INPUT RECORDS
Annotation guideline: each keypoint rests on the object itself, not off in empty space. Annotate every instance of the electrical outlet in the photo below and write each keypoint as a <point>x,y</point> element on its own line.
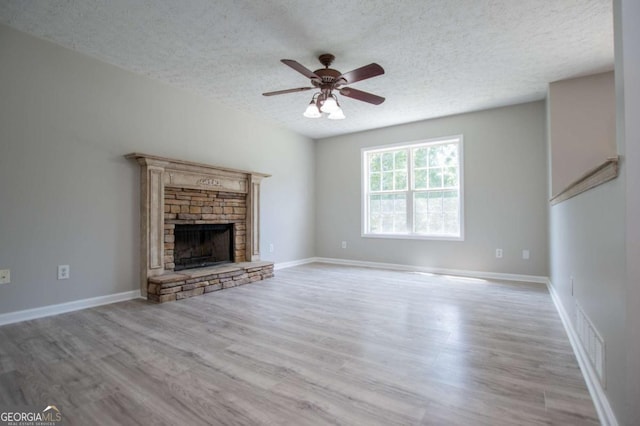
<point>571,279</point>
<point>64,272</point>
<point>5,276</point>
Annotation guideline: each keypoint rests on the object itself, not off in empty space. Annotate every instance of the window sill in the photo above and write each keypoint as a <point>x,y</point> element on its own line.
<point>413,237</point>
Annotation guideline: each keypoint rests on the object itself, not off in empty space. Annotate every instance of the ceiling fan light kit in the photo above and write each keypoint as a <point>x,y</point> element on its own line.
<point>326,80</point>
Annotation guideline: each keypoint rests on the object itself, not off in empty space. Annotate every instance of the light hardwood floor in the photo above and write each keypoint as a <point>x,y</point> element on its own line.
<point>317,344</point>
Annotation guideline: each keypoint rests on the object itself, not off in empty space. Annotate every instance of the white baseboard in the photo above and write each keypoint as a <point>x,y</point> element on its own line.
<point>605,413</point>
<point>442,271</point>
<point>45,311</point>
<point>290,264</point>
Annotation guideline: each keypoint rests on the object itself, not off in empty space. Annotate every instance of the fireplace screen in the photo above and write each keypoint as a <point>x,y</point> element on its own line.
<point>202,245</point>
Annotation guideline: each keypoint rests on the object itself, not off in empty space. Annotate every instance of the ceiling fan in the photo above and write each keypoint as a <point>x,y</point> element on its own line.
<point>326,80</point>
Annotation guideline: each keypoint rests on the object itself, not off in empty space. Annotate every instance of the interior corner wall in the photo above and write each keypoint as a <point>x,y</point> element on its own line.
<point>68,195</point>
<point>594,236</point>
<point>505,194</point>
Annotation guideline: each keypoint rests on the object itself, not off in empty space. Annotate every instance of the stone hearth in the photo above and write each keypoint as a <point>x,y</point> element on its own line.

SHORT TASK
Could you return all of the material above word for word, leaving out the pictures?

SOLUTION
Annotation guideline: each keypoint rests on the object itself, not off in empty space. Annotate every instance of the electrical outlet in the photo below and write each keypoint as a <point>x,y</point> element on its own line.
<point>571,279</point>
<point>64,272</point>
<point>5,276</point>
Annotation guideline: each keypoint rests on the object itself, not off in empty space. Annotate every instance of the window sill in the photo above and write each keypoint as a <point>x,y</point> element on its own line.
<point>413,237</point>
Annotation guideline: each keypoint rests on the object itself, not off in empty space. Annotate every instance of the ceiling fan light kit in the photo above and write each keypoint as a <point>x,y</point> element on its own line.
<point>326,80</point>
Annotation guideline: each keypoint rests on the object itself, not off in empty space. Annotate every instance of the light hardwood floor in the photo above and write each keypoint as a <point>x,y</point> element on its own line.
<point>317,344</point>
Annotation guideline: each keypoint rests on the object itself, not off in empty space. Annotate every instance of the white baseboard in the photo above and write each keypoint as a <point>x,y</point> element on its own line.
<point>605,413</point>
<point>442,271</point>
<point>45,311</point>
<point>290,264</point>
Annotation guideline: each keypoint rests on the object itself, not off in empty space. Annotate every instance of the fireplace screen in the photo above and write each keypoint as a <point>x,y</point> element on its own line.
<point>202,245</point>
Annotation guideline: each keypoint rests on the object itself, not off in empty space. Annotate every instance of the ceiling fan in the photo above and write each keypoint as a <point>x,y</point> element on its own line.
<point>326,80</point>
Annotation guideline: each keypoint rests on the object itself, not off in empty space. Annotate every instance of the interior corner wall in the photo above and write each keypoint as a <point>x,y</point> element on its own line.
<point>68,195</point>
<point>594,236</point>
<point>505,194</point>
Annotation guideline: each keypoint rests on the object itself, not off in empty space. Annotate every instance of the stone hearth in the photo above and write each keypoint as a <point>x,y</point> element on its own line.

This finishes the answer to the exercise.